=== GIVEN INSTRUCTION ===
From the rows below, pull out every line that contains the word "flagpole". Copy each of those lines in full and leave out all other lines.

=== Photo object pointing rows ===

━━━━

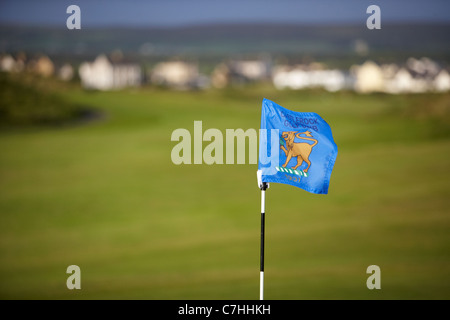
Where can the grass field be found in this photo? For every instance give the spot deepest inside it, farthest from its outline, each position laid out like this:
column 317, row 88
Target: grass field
column 105, row 196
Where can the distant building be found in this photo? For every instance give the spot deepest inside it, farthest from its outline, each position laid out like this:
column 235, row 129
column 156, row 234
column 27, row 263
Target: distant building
column 104, row 75
column 66, row 73
column 178, row 75
column 240, row 71
column 7, row 63
column 304, row 77
column 368, row 77
column 442, row 81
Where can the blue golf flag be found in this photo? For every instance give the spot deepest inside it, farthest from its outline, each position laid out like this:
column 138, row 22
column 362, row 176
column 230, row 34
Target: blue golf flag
column 295, row 148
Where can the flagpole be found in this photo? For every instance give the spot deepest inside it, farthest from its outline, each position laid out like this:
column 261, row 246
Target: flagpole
column 263, row 187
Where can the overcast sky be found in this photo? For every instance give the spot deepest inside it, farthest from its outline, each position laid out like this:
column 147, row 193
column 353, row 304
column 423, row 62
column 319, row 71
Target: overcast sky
column 177, row 12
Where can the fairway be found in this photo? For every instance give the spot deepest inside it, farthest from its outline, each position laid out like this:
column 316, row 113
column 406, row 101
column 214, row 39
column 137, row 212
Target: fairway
column 106, row 196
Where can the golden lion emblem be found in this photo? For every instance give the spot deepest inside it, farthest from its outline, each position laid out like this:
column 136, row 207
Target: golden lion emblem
column 301, row 150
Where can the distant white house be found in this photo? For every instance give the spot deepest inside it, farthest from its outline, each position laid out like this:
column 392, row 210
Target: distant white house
column 7, row 63
column 104, row 75
column 442, row 81
column 178, row 75
column 368, row 77
column 65, row 73
column 302, row 77
column 240, row 71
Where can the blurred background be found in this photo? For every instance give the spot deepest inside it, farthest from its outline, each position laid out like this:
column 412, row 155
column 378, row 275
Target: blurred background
column 86, row 177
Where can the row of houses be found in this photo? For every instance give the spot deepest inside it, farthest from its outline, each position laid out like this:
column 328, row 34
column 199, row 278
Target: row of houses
column 42, row 66
column 414, row 76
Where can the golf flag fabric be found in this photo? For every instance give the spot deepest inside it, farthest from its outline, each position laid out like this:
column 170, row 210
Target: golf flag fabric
column 295, row 148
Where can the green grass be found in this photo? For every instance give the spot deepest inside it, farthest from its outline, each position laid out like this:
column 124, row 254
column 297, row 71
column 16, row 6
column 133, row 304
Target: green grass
column 106, row 197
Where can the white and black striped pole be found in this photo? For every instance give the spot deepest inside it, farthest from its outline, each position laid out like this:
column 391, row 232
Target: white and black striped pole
column 263, row 186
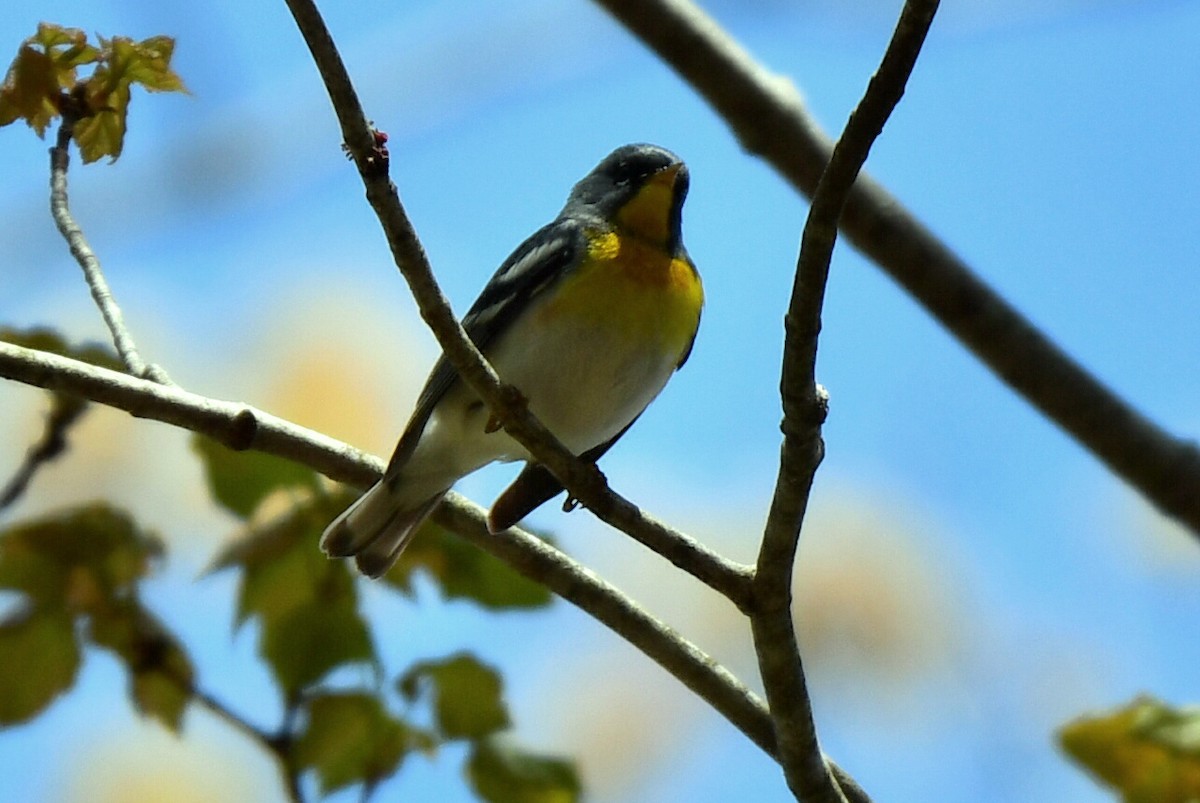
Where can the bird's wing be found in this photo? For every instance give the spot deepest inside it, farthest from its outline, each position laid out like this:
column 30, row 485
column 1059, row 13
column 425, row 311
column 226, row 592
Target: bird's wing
column 528, row 270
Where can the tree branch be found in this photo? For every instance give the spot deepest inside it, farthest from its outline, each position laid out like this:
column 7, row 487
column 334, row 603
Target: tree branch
column 539, row 561
column 273, row 744
column 805, row 405
column 585, row 481
column 60, row 160
column 65, row 411
column 769, row 119
column 245, row 427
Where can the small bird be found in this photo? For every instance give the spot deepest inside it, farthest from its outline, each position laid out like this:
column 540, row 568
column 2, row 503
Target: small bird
column 588, row 318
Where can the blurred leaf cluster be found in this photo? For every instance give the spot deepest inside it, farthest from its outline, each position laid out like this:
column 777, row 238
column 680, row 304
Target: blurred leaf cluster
column 77, row 577
column 43, row 83
column 1146, row 750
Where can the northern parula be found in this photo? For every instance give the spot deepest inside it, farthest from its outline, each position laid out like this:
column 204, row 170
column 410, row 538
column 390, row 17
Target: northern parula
column 588, row 318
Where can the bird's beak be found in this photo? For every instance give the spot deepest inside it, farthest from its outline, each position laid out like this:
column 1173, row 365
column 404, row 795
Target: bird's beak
column 666, row 177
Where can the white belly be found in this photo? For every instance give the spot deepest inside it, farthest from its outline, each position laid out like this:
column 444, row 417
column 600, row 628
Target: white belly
column 586, row 383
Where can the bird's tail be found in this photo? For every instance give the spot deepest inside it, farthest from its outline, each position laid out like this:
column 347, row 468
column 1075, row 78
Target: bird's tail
column 377, row 527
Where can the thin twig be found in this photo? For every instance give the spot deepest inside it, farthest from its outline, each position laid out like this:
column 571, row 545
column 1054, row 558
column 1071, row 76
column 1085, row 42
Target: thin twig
column 580, row 586
column 585, row 481
column 244, row 427
column 65, row 412
column 60, row 160
column 267, row 741
column 804, row 411
column 769, row 119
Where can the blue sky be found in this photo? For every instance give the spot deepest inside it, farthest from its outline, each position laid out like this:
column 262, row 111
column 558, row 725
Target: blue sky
column 1051, row 144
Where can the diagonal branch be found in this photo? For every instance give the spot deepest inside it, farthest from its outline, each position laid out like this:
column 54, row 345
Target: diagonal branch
column 65, row 412
column 60, row 160
column 805, row 405
column 244, row 427
column 585, row 481
column 769, row 119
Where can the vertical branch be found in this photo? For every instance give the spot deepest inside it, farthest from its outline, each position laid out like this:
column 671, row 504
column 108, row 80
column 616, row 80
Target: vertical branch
column 805, row 405
column 60, row 160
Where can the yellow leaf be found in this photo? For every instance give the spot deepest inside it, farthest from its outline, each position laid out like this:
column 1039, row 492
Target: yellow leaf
column 1146, row 750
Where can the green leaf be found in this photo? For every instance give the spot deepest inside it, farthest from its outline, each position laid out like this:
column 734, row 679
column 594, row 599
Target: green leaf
column 312, row 640
column 503, row 773
column 467, row 695
column 240, row 480
column 351, row 738
column 39, row 660
column 30, row 90
column 67, row 48
column 465, row 571
column 305, row 603
column 1147, row 751
column 161, row 675
column 102, row 133
column 78, row 558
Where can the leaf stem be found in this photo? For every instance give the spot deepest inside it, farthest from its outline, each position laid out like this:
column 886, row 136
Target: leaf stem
column 60, row 160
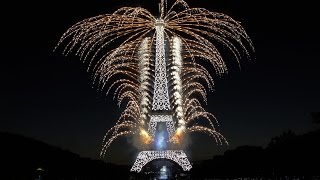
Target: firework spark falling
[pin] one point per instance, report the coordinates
(191, 34)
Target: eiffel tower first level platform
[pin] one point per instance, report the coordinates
(161, 111)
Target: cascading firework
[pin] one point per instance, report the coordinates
(129, 69)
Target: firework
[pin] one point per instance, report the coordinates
(191, 34)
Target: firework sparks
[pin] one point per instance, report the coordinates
(191, 33)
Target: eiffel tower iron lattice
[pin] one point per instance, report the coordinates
(160, 70)
(161, 102)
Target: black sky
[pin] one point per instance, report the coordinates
(50, 97)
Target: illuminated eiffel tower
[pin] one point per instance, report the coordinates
(161, 107)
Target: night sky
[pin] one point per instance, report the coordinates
(49, 97)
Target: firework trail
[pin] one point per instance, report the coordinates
(128, 70)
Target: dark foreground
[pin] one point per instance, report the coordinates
(287, 156)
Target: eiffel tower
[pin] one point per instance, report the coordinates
(161, 108)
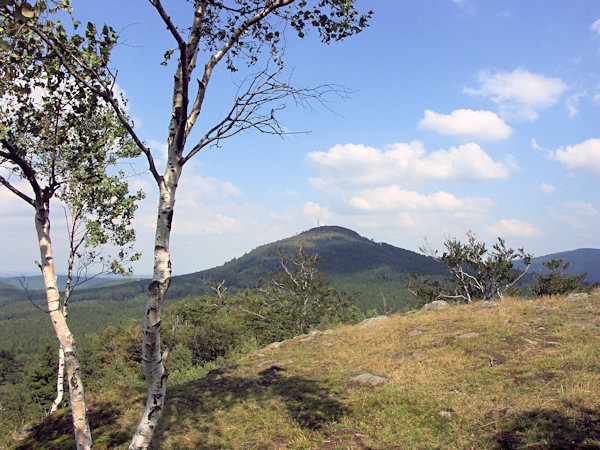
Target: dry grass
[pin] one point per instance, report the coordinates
(525, 374)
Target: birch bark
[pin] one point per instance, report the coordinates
(153, 362)
(83, 436)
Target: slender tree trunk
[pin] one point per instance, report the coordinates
(59, 380)
(153, 361)
(83, 437)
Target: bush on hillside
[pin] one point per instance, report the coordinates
(557, 281)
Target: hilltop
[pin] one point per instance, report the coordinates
(521, 374)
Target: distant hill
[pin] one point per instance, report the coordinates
(343, 252)
(352, 262)
(582, 260)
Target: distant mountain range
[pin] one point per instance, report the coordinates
(582, 260)
(354, 263)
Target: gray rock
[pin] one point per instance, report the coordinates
(369, 378)
(489, 304)
(373, 320)
(577, 296)
(272, 346)
(254, 381)
(436, 305)
(468, 335)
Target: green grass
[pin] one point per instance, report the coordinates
(529, 379)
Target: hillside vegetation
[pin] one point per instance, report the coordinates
(522, 373)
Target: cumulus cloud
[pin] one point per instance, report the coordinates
(404, 165)
(584, 156)
(514, 228)
(572, 104)
(392, 198)
(577, 214)
(477, 124)
(315, 211)
(519, 94)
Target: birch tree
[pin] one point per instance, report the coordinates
(236, 34)
(60, 142)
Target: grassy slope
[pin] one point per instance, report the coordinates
(530, 378)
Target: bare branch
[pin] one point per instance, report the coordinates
(216, 57)
(256, 107)
(15, 191)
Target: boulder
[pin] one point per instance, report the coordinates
(577, 296)
(373, 320)
(489, 304)
(369, 378)
(436, 305)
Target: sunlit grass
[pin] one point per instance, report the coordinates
(525, 373)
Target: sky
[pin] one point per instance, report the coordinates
(460, 115)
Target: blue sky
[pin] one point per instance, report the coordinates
(463, 115)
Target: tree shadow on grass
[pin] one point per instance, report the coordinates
(56, 430)
(191, 407)
(552, 429)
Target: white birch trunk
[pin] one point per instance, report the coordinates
(153, 363)
(83, 437)
(59, 380)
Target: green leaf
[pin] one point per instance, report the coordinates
(27, 11)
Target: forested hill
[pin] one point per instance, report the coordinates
(343, 253)
(582, 260)
(353, 263)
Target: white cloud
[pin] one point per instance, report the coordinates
(572, 102)
(547, 188)
(584, 156)
(519, 94)
(405, 165)
(478, 124)
(577, 214)
(315, 211)
(596, 26)
(514, 228)
(213, 224)
(392, 198)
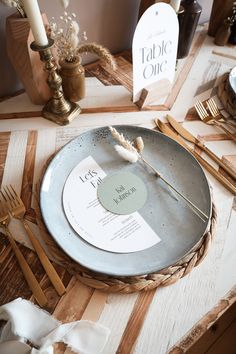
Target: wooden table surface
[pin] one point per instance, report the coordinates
(143, 322)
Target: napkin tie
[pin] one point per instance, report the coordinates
(26, 321)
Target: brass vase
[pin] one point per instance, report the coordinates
(73, 79)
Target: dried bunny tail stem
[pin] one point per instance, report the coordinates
(65, 3)
(121, 139)
(127, 155)
(100, 51)
(139, 144)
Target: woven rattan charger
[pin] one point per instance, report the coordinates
(164, 277)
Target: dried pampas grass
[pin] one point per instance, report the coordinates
(100, 51)
(132, 153)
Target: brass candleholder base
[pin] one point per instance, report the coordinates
(57, 109)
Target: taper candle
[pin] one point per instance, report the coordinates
(175, 4)
(32, 11)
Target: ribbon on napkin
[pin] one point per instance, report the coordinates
(26, 321)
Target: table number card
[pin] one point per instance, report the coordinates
(154, 52)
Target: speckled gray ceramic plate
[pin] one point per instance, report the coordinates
(178, 227)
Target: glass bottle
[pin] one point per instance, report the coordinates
(232, 37)
(188, 25)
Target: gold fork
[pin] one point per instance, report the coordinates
(206, 118)
(17, 210)
(28, 274)
(215, 112)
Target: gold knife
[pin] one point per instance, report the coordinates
(167, 131)
(188, 136)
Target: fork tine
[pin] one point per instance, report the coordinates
(201, 110)
(212, 107)
(8, 198)
(3, 209)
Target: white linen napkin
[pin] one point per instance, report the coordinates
(26, 321)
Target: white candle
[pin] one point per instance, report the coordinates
(175, 4)
(36, 23)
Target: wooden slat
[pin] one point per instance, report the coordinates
(4, 141)
(135, 322)
(184, 73)
(203, 335)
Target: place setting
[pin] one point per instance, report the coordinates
(111, 195)
(126, 199)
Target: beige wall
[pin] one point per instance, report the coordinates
(109, 22)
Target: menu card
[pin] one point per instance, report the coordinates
(95, 224)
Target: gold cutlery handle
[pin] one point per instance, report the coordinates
(218, 124)
(28, 274)
(47, 265)
(214, 157)
(215, 173)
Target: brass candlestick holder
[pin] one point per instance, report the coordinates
(57, 109)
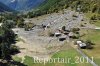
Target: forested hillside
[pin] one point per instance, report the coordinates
(50, 6)
(4, 8)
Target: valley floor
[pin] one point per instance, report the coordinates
(34, 44)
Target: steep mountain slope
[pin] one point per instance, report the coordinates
(22, 4)
(4, 8)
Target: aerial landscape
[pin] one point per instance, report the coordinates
(49, 32)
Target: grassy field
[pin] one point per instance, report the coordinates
(94, 36)
(66, 52)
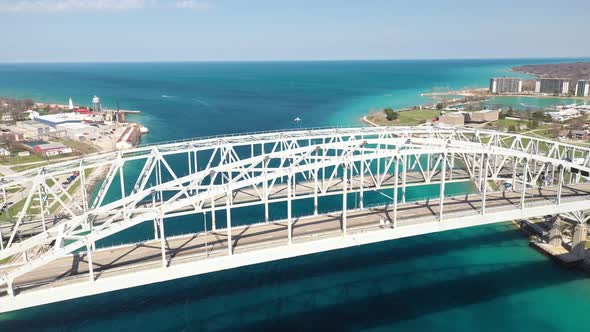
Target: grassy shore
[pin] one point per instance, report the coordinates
(406, 118)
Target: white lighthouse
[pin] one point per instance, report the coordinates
(96, 104)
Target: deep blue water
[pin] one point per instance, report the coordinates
(484, 278)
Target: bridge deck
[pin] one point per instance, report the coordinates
(200, 246)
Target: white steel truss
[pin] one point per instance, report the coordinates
(158, 182)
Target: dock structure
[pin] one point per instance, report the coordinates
(55, 257)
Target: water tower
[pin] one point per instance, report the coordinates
(96, 104)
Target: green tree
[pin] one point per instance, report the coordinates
(390, 114)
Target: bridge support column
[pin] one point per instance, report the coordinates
(555, 233)
(228, 221)
(289, 226)
(90, 264)
(579, 240)
(344, 198)
(442, 187)
(524, 179)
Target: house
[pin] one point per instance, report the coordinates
(52, 149)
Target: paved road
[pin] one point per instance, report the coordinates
(201, 245)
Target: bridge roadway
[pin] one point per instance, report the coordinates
(128, 259)
(249, 196)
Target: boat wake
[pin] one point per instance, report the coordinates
(204, 103)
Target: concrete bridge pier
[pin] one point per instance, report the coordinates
(579, 240)
(555, 233)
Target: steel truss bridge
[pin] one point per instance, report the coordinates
(51, 243)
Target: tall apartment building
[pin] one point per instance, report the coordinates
(559, 86)
(505, 85)
(583, 88)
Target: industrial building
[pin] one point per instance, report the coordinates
(452, 119)
(505, 85)
(52, 149)
(583, 88)
(555, 86)
(483, 116)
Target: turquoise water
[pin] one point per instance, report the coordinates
(484, 278)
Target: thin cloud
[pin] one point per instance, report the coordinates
(52, 6)
(193, 4)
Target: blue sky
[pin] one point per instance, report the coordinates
(225, 30)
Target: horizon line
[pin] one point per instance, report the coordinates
(288, 60)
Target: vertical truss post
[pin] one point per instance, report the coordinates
(213, 219)
(289, 226)
(451, 165)
(83, 188)
(9, 288)
(481, 172)
(265, 192)
(485, 184)
(442, 187)
(155, 218)
(196, 168)
(90, 264)
(42, 208)
(404, 173)
(344, 197)
(315, 193)
(162, 239)
(122, 180)
(395, 189)
(514, 169)
(524, 180)
(560, 183)
(228, 204)
(361, 189)
(428, 172)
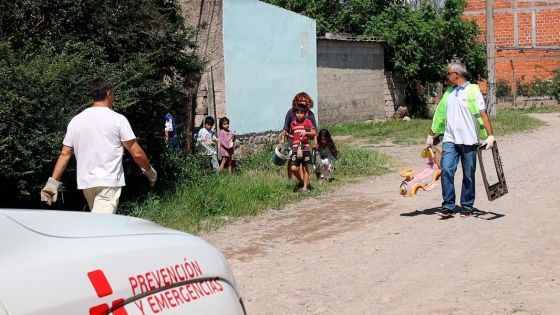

━━━━

=== RESULT ===
Where can the flagpole be found in this photo? For every instance give the spot deepest inside it, farthest from its outline, each position laid out like this:
Target: flagpole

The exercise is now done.